-- start Raw data --

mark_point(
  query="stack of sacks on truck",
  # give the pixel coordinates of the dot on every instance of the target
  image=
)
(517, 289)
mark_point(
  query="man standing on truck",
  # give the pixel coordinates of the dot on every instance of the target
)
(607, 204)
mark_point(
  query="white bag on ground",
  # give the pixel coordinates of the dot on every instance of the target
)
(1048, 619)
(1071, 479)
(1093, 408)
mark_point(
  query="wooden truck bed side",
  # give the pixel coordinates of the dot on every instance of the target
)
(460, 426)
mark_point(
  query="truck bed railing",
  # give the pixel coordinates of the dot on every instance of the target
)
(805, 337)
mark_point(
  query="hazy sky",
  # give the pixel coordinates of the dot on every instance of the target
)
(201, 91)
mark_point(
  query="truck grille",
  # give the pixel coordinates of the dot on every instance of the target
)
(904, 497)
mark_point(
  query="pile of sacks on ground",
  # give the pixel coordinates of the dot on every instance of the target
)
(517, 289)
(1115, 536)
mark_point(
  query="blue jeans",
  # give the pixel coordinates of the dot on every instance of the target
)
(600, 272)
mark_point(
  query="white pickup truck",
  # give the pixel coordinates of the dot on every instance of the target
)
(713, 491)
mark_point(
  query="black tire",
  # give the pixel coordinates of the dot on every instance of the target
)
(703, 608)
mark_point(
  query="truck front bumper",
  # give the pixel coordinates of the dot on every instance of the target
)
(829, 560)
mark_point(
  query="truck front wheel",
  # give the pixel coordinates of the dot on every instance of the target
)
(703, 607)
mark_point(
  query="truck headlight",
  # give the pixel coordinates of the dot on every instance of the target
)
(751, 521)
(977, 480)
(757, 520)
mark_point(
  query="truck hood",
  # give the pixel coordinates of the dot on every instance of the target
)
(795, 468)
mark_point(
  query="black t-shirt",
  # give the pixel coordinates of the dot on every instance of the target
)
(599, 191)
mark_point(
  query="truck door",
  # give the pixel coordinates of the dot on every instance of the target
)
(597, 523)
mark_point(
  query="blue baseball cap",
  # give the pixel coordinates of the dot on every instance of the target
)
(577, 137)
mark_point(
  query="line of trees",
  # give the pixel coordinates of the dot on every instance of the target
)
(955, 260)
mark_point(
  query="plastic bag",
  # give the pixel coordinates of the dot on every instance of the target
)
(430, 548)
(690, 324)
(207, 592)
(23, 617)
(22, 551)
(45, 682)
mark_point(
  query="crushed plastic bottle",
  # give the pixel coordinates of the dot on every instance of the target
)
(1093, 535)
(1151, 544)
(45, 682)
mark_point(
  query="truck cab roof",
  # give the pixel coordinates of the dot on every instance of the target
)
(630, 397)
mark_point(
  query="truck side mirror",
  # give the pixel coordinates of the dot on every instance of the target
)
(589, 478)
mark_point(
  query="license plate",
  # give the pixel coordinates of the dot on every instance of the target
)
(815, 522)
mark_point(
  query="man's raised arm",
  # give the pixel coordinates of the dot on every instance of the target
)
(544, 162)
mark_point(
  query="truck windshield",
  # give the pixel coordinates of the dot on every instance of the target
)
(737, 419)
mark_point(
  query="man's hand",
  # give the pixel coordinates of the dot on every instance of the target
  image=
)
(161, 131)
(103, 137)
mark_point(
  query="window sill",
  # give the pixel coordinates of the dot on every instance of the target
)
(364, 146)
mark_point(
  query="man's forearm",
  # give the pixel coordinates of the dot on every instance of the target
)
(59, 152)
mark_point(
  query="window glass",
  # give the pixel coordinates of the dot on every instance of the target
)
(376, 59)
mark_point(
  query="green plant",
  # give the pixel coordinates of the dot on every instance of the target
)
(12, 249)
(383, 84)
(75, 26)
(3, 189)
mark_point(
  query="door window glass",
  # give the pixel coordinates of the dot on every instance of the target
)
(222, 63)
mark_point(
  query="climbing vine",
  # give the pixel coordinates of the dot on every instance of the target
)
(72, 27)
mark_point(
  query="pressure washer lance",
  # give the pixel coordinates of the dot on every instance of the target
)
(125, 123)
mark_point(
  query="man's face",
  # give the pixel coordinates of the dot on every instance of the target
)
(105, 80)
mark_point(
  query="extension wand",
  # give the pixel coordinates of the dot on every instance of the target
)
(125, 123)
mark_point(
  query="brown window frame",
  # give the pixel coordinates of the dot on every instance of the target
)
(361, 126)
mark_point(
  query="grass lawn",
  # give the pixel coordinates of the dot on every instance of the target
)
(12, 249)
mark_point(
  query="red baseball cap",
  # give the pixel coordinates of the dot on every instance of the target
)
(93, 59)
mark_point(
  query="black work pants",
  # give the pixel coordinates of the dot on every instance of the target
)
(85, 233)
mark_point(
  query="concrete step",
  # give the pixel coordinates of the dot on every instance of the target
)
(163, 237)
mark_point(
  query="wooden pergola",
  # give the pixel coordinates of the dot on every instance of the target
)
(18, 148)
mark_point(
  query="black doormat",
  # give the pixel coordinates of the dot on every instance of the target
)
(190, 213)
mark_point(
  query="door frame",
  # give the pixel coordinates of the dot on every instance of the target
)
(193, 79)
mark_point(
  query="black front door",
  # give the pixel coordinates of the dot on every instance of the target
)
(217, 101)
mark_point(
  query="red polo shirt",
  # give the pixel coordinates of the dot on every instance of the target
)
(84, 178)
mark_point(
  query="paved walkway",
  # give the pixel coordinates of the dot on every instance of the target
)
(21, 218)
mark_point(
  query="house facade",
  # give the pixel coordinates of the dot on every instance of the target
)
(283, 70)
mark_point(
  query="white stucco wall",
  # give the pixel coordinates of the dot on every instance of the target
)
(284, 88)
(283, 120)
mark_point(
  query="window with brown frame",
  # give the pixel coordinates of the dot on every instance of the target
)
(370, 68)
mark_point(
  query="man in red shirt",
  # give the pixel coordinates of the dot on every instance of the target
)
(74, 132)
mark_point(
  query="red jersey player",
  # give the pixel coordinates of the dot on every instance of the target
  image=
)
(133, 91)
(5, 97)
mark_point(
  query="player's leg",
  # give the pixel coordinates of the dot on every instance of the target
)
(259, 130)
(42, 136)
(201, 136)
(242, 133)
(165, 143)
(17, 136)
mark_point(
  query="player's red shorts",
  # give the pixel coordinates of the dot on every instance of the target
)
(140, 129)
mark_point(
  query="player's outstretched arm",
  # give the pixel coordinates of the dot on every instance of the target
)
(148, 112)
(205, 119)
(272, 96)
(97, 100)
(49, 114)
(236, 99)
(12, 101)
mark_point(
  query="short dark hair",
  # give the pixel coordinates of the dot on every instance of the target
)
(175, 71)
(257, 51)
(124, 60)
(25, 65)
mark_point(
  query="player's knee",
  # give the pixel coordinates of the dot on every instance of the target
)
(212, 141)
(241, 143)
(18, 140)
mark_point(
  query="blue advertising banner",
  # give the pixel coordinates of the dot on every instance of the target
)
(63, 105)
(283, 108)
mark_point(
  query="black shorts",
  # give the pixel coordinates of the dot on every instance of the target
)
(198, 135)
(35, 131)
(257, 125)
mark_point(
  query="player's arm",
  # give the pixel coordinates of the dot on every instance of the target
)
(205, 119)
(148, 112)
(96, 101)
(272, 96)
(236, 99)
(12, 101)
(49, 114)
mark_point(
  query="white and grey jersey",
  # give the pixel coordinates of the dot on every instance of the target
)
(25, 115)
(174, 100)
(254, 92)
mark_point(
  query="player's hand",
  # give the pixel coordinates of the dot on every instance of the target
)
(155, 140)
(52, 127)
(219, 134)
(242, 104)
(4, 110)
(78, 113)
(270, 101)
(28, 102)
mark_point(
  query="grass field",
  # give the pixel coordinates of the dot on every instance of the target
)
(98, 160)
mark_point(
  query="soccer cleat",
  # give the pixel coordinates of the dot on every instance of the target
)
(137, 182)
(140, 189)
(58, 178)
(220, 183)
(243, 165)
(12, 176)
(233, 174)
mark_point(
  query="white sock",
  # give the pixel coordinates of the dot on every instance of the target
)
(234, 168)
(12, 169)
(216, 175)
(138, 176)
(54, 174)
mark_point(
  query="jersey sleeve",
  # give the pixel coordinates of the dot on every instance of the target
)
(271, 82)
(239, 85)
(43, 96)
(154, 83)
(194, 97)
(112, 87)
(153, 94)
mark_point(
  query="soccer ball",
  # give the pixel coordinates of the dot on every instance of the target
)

-- end Raw data --

Written request: Can you write out the material again from its start up to and including the line with "(1093, 408)", swapping "truck" for "lorry" and leaving everything else unchanged?

Written response:
mark_point(
  query="stack of sacks on lorry",
  # give the pixel coordinates of the dot on every instance of the target
  image=
)
(517, 289)
mark_point(
  query="man standing on lorry",
  # give the pixel coordinates of the dot on every instance of the target
)
(607, 204)
mark_point(
  query="white bag on ground",
  # give the pixel coordinates of the dot on every instance of the target
)
(1048, 619)
(1071, 479)
(1093, 408)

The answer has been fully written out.